* [EXERCISE] In the math notes from the journal paper review, what function does Θ(·) denote?

* [PAGE TEXT]
---------------

#] "$d_web"'Neural nets/Paper reviews/240621 journal paper review- math only.txt'
http://www.BillHowell.ca/Neural nets/Paper reviews/240621 journal paper review- math only.txt
www.BillHowell.ca  21Jun2024 initial   
# view in text editor, using constant-width font (eg Liberation Mono 10pt), tabWidth = 3

The step-by-step checks below are for : 
p6c1L27 3.3.4 Characterization of α

key [confirmation, comment]s using : 
	$ grep  'ccc\|qqq\|sss\|www'  "$d_web"'Neural nets/Paper reviews/240621 journal paper review- math only.txt'

**************************
C6. MATH [NOTES, CHECKS] : 

These are simply my [retyped notes, confirmations for checking against convention] : 
Overall, the authors' developments look very solid and well-reasoned.  I did NOT spot any [error, omission]s.

The full text file of the math checks can be found at : 
https://www.BillHowell.ca/Neural nets/Paper reviews/240621 paper review- math only.txt
/home/bill/web/Neural nets/Paper reviews/240621 journal paper review- math only.txt

The math notes are too [long, detailed] to be included in the review submission, plus it mainly consists of re-typing the authors' [text, formulae] to ensure that I go though their work in detail.  Key [confirmation, comment]s are included in the peer review submission.  These are indicated below by contiguous lines following [sss, www, qqq, ccc]. 

I do feel that the authors' approach is important enough to look closely.

+-----+
p3c2L13 2.2 LIF Module
classical LIF model to roughly model the equivalent circuit of a neuron:
(1)	τ*d[t: V(t)]  =  -(V(t) - Vreset) + X(t)
In Eq.(1), 
	V(t)		membrane potential of the neuron at time t
	X(t)		presynaptic input at time
	Vreset	represents the reset membrane potential
	τ			time constant
The charge, discharge, and reset equations can be simplified into three distinct processes:
(2)	H(t) = f(V(t-1), X(t))					represents the decay of neuronal potential (leakage?)
(3)	S(t) = Θ(H(t) - Vth)						describes the activation behavior of neurons
(4)	V(t) = Ht(1 - S(t)) + Vreset*S(t)	represents the charging process of neurons
where (including difference approximations due to [discrete, nondifferentiable] problems : 
	H(t)	membrane potential at time t
	S(t)	activation spike at time t, and has the value of 0 or 1
	f(·)	equation relationship of Eq.(1)
	Θ(·)	Heaviside function

sss >> The authors' equations 1-4 are similar standard definitions of the "Leaky Integrate and Fire" (LIF) model. for example : Wulfram Gerstner, Werner Kistler  2002 "Spiking neuon models : Single neurons, populations, plasticity"  Cambridge University Press, 4th printing 2008, 480pp  ISBN 978-0-521-89079-3 paperback  www.cambridge.org/9780521823555


+-----+
p5c1L45 membrane potential dynamics of BAPLIF : 
below.
(5)	H(t) = V(t-1) + 1/τ*(-(V(t-1) - F(t-1)) + X(t))		membrane potential before decay
where : 
	F(t-1)	membrane potential at the previous moment : degree of reset 
	V(t-1)	membrane potential at the previous moment
	X(t)		synaptic input		 at the current  moment
(6)	1/τ  = sigmoid(a)

---------------

Saved data entries:

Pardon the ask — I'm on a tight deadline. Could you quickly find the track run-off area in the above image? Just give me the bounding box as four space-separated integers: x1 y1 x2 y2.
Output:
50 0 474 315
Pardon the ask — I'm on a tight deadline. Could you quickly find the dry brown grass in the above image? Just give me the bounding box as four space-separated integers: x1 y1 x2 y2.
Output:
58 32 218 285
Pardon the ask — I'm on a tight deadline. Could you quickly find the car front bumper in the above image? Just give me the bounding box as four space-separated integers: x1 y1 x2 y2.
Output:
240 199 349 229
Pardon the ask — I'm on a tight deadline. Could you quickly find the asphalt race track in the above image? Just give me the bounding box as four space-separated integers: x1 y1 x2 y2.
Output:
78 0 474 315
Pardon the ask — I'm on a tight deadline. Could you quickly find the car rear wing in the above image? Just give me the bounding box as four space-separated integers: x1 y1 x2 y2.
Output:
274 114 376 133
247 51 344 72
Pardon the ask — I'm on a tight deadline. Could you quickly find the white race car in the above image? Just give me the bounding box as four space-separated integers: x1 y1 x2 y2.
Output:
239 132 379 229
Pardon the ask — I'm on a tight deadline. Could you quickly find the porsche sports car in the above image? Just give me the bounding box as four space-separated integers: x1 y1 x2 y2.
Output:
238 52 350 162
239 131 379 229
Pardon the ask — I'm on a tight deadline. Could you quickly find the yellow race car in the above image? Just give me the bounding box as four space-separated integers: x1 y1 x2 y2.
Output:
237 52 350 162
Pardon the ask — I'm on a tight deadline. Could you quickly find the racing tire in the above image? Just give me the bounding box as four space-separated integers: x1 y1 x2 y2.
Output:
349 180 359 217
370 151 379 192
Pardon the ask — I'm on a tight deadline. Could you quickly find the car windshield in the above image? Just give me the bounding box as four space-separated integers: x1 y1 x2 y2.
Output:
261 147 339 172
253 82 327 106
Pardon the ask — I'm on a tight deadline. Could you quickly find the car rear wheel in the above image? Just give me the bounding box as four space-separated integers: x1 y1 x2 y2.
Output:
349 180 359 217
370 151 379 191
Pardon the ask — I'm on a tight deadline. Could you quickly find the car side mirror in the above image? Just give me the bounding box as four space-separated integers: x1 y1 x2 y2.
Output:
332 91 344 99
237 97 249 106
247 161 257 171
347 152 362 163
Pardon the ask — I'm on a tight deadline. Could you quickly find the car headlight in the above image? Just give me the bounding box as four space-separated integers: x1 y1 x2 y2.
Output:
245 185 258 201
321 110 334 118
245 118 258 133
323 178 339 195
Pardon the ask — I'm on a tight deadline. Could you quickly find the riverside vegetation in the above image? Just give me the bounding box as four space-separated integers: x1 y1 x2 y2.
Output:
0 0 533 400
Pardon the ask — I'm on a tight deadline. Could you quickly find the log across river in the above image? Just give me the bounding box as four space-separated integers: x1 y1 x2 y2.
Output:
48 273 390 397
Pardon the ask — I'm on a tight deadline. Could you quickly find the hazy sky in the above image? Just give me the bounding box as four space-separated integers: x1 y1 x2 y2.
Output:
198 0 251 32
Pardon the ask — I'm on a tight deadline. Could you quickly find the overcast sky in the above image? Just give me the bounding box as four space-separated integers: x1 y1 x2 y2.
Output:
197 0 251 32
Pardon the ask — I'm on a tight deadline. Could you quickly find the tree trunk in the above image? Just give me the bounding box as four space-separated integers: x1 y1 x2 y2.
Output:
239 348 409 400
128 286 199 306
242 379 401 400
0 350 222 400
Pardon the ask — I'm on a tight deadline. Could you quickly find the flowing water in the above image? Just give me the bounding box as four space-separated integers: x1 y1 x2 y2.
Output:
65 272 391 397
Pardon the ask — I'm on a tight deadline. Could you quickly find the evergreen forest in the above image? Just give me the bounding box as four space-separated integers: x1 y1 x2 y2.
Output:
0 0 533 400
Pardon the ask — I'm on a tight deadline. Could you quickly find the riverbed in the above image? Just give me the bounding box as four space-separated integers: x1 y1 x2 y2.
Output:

---------------

* [REPLY] The Heaviside function.